** Prompt **
What is needed is an exact transcription of every record below.

[Collected data entries]
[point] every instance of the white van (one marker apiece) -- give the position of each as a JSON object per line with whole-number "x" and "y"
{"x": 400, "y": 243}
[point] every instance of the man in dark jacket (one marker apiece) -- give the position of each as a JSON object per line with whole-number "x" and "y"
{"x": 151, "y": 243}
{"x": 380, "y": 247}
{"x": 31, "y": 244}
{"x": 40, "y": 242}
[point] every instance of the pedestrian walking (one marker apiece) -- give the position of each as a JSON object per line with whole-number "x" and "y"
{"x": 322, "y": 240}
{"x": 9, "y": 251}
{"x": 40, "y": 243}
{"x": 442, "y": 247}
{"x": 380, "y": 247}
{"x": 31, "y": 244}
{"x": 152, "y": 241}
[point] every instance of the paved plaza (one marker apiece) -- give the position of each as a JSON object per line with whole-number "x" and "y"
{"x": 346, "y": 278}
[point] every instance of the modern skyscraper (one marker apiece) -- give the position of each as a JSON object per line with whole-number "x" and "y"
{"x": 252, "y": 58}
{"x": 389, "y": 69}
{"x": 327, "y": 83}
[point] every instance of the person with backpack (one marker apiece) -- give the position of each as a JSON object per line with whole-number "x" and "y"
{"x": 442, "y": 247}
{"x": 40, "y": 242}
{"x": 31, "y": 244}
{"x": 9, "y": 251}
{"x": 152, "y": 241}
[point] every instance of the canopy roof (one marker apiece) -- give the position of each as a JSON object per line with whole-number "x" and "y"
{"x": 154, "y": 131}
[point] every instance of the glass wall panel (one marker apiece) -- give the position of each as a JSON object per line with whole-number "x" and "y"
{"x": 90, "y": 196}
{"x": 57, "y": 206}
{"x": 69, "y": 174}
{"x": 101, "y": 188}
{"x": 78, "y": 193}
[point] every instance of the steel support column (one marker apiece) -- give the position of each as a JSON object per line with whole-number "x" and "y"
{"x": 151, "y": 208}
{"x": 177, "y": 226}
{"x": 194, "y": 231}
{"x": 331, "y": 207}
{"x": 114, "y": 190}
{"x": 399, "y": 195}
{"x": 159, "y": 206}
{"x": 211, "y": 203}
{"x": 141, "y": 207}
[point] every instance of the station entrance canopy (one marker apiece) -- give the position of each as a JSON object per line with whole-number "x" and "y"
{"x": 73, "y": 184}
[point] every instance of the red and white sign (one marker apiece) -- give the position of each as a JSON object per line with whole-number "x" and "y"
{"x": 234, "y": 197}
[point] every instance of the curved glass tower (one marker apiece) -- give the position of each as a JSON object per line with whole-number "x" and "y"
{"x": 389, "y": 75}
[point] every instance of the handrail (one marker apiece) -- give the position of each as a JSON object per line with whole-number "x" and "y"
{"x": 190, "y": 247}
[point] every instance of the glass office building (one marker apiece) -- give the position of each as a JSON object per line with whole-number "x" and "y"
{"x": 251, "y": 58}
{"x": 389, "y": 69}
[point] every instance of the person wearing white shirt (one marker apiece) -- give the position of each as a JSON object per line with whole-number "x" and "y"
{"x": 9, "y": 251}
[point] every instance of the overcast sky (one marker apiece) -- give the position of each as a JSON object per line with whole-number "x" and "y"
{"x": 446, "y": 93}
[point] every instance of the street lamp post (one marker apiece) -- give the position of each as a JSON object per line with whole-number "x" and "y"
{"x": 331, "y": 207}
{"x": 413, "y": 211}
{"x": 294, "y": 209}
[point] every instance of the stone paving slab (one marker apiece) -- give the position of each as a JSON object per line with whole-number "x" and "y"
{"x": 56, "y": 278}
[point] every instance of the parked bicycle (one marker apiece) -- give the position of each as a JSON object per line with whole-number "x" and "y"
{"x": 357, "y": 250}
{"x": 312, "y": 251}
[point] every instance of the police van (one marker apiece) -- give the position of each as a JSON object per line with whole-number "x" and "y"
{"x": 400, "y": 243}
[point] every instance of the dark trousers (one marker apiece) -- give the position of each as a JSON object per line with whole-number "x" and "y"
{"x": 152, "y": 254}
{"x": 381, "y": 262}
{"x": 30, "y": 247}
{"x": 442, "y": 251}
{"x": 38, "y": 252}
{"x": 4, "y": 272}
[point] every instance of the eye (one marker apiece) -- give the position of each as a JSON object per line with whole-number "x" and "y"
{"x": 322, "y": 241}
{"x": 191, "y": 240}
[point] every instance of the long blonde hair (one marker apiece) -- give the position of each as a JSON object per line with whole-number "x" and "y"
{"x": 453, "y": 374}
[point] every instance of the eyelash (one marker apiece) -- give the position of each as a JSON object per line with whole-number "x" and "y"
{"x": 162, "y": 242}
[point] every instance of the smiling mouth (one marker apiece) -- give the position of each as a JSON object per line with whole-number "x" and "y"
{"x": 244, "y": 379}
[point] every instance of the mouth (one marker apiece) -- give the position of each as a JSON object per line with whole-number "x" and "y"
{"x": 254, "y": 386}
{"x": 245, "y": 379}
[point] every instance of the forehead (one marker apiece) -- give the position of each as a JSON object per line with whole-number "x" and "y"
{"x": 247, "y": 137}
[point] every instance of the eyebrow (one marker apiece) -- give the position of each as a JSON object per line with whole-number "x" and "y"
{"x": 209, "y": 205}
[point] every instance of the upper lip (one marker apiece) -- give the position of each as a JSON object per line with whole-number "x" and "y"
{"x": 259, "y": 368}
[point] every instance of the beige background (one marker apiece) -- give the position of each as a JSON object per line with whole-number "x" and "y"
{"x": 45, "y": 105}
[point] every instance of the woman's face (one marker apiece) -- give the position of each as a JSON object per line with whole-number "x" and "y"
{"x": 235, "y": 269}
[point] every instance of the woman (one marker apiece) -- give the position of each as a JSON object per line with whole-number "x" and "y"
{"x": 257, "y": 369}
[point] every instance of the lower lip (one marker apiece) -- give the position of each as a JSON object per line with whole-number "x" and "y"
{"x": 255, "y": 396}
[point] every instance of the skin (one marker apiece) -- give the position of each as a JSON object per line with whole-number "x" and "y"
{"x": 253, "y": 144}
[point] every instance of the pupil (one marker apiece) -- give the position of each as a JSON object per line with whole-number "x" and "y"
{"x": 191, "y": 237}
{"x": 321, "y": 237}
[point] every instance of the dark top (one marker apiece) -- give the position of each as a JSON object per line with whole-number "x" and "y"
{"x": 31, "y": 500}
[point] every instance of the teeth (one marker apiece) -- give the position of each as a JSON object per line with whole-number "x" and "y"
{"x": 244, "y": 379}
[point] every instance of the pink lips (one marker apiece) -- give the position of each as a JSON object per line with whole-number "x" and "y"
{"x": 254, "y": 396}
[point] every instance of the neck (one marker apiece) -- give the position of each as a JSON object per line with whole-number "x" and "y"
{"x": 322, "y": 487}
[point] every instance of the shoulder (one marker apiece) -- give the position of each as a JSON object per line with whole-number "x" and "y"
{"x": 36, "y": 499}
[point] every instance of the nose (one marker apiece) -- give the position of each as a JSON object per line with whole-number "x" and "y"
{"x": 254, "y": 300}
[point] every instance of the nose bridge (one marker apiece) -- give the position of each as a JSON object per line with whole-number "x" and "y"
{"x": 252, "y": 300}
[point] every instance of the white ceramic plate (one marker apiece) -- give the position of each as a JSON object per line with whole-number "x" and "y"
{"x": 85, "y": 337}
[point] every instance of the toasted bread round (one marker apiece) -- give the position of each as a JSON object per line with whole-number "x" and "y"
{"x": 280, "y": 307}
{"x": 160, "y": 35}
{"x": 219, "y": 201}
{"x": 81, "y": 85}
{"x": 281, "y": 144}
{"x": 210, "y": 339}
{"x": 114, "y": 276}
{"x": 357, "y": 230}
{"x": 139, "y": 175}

** Worked solution **
[point] every instance of the white van (one marker apiece) -- give the position of each as a JSON object per line with whole-number "x" and "y"
{"x": 400, "y": 243}
[point] every instance of the man in dark jacket (one marker apiece) -- give the position of each as a JSON object per line with whole-number "x" and "y"
{"x": 151, "y": 243}
{"x": 380, "y": 247}
{"x": 31, "y": 244}
{"x": 40, "y": 242}
[point] every instance of the pedestrian walking (one marker apiece) -- give the position of each as a JSON object per line with whole-number "x" and "y"
{"x": 322, "y": 240}
{"x": 9, "y": 251}
{"x": 40, "y": 243}
{"x": 442, "y": 247}
{"x": 380, "y": 247}
{"x": 31, "y": 244}
{"x": 152, "y": 241}
[point] every instance of the paved plaza (one marker apiece) -- give the position of each as a JSON object per line with whole-number "x" and "y"
{"x": 346, "y": 278}
[point] every instance of the modern skyscraper (one marker apiece) -- give the position of each as a JSON object per line with whole-number "x" and "y"
{"x": 252, "y": 58}
{"x": 389, "y": 69}
{"x": 327, "y": 83}
[point] every instance of the person with backpack (one marker apiece) -- give the position of each as a JSON object per line with whole-number "x" and "y"
{"x": 442, "y": 247}
{"x": 40, "y": 242}
{"x": 31, "y": 244}
{"x": 9, "y": 251}
{"x": 152, "y": 241}
[point] every instance of the canopy roof (one marker apiece) -- give the position of each as a JSON object per line with whole-number "x" and "y"
{"x": 154, "y": 131}
[point] every instance of the glass wall panel (one marker apiece) -- give the position of each as a JSON object per line with whole-number "x" and "y"
{"x": 90, "y": 196}
{"x": 57, "y": 206}
{"x": 69, "y": 174}
{"x": 101, "y": 188}
{"x": 78, "y": 193}
[point] every instance of the steel support column (one marker apiece) -- give the position of each as a JSON object per line with whole-number "x" and "y"
{"x": 151, "y": 208}
{"x": 177, "y": 226}
{"x": 194, "y": 231}
{"x": 331, "y": 207}
{"x": 114, "y": 190}
{"x": 399, "y": 195}
{"x": 159, "y": 206}
{"x": 211, "y": 203}
{"x": 141, "y": 207}
[point] every instance of the station entrance canopy (one marker apiece) -- give the position of each as a JSON object per line with whole-number "x" and "y"
{"x": 73, "y": 184}
[point] every instance of the red and white sign (one marker apiece) -- give the position of each as a JSON object per line with whole-number "x" and "y"
{"x": 234, "y": 197}
[point] every instance of the curved glass tower (one marker apiece) -- give the position of each as a JSON object per line with whole-number "x" and "y"
{"x": 389, "y": 75}
[point] every instance of the handrail (one marker apiece) -- give the position of each as a JSON object per line with whole-number "x" and "y"
{"x": 190, "y": 247}
[point] every instance of the glass office building (one marker apiece) -- give the position of each as a JSON object per line with whole-number "x" and "y"
{"x": 251, "y": 58}
{"x": 389, "y": 69}
[point] every instance of the person wearing white shirt (one marker apiece) -- give the position of each as a JSON object per line with whole-number "x" and "y"
{"x": 9, "y": 251}
[point] every instance of the overcast sky (one marker apiece) -- give the position of each as a JSON object per line with whole-number "x" and "y"
{"x": 446, "y": 93}
[point] every instance of the street lamp post (one marker apiece) -- give the position of each as a JSON object per line with whole-number "x" and "y"
{"x": 331, "y": 207}
{"x": 413, "y": 211}
{"x": 294, "y": 209}
[point] every instance of the stone paving slab (one marker apiece) -- give the position of each as a JSON object per line with whole-number "x" and "y"
{"x": 56, "y": 278}
[point] every instance of the parked bicycle (one marker apiece) -- give the position of each as a JSON object per line with whole-number "x" and "y"
{"x": 357, "y": 250}
{"x": 312, "y": 251}
[point] every instance of the police van (one marker apiece) -- give the position of each as a JSON object per line with whole-number "x" and "y"
{"x": 400, "y": 243}
[point] every instance of the dark trousers (one marker apiece) -- give the position of each as a JSON object per line with whole-number "x" and "y"
{"x": 152, "y": 254}
{"x": 381, "y": 262}
{"x": 30, "y": 247}
{"x": 442, "y": 251}
{"x": 38, "y": 252}
{"x": 4, "y": 272}
[point] every instance of the eye (one marker apiece) -- give the position of each as a JSON object per line with whole-number "x" and "y"
{"x": 322, "y": 241}
{"x": 191, "y": 240}
[point] every instance of the long blonde hair (one marker apiece) -- give the position of each as a JSON object per line with whole-number "x" and "y"
{"x": 453, "y": 374}
[point] every instance of the eyelash (one marker apiece) -- give the position of each as a JSON object per line with whole-number "x" and "y"
{"x": 162, "y": 242}
[point] every instance of the smiling mouth (one marker apiece) -- give the position of each as a JSON object per line with whole-number "x" and "y"
{"x": 244, "y": 379}
[point] every instance of the mouth (one marker apiece) -- give the position of each as a JSON object per line with whole-number "x" and "y"
{"x": 254, "y": 386}
{"x": 245, "y": 379}
[point] every instance of the forehead (one marker apiece) -- give the position of each as a JSON object per line with whole-number "x" and "y"
{"x": 247, "y": 137}
[point] every instance of the eyebrow (one marker apiece) -- give the position of each as a JSON object per line with whole-number "x" and "y"
{"x": 209, "y": 205}
[point] every instance of the upper lip (one marker apiece) -- give the position of each as a JSON object per line with whole-number "x" and "y"
{"x": 259, "y": 368}
[point] every instance of the beige background (one marker apiece) -- give the position of each as a JSON object per line with whole-number "x" and "y"
{"x": 45, "y": 105}
[point] every instance of the woman's face (one marker apiece) -- give the position of each as a JSON object per line with whole-number "x" and "y"
{"x": 235, "y": 269}
[point] every instance of the woman (one marker apiece) -- give the position of each as a JSON object per line with whole-number "x" and "y"
{"x": 257, "y": 369}
[point] every instance of the lower lip (one marker apiece) -- give the position of each as a JSON object per line with whole-number "x" and "y"
{"x": 255, "y": 396}
[point] every instance of the skin (one marker apiece) -- give the position of each as a JSON object per line with whole-number "x" and "y"
{"x": 253, "y": 144}
[point] every instance of the pupil (one marker apiece) -- give the position of each as a JSON object per line with whole-number "x" and "y"
{"x": 191, "y": 237}
{"x": 321, "y": 237}
[point] every instance of the dark top (one marker apiece) -- give the position of each as a JSON object per line with whole-number "x" and "y"
{"x": 31, "y": 500}
[point] every instance of the teeth (one marker apiece) -- give the position of each as a JSON object per line with whole-number "x" and "y"
{"x": 244, "y": 379}
[point] every instance of the pink lips (one marker apiece) -- give the position of each as a JSON object per line with whole-number "x" and "y"
{"x": 254, "y": 396}
[point] every instance of the neck (one marker apiece) -- give the position of each as a JSON object per line with whole-number "x" and "y"
{"x": 322, "y": 487}
[point] every instance of the shoulder (one marker apiece) -- give the position of each as a JSON object per line with whole-number "x" and "y"
{"x": 36, "y": 499}
[point] every instance of the nose (one marker apiece) -- give the position of each as a JSON object per line with whole-number "x" and "y"
{"x": 254, "y": 300}
[point] every instance of the nose bridge (one marker apiece) -- give the position of each as a JSON object per line with whole-number "x" and "y"
{"x": 252, "y": 300}
[point] every instance of the white ceramic plate (one marker apiece) -- give the position of each as a JSON object per line with whole-number "x" and "y"
{"x": 85, "y": 337}
[point] every instance of the toasted bread round (one marker apiece) -- give the position of each as a JSON object per line with whole-number "x" and "y"
{"x": 280, "y": 307}
{"x": 160, "y": 35}
{"x": 219, "y": 201}
{"x": 81, "y": 85}
{"x": 281, "y": 144}
{"x": 210, "y": 339}
{"x": 114, "y": 276}
{"x": 357, "y": 230}
{"x": 139, "y": 175}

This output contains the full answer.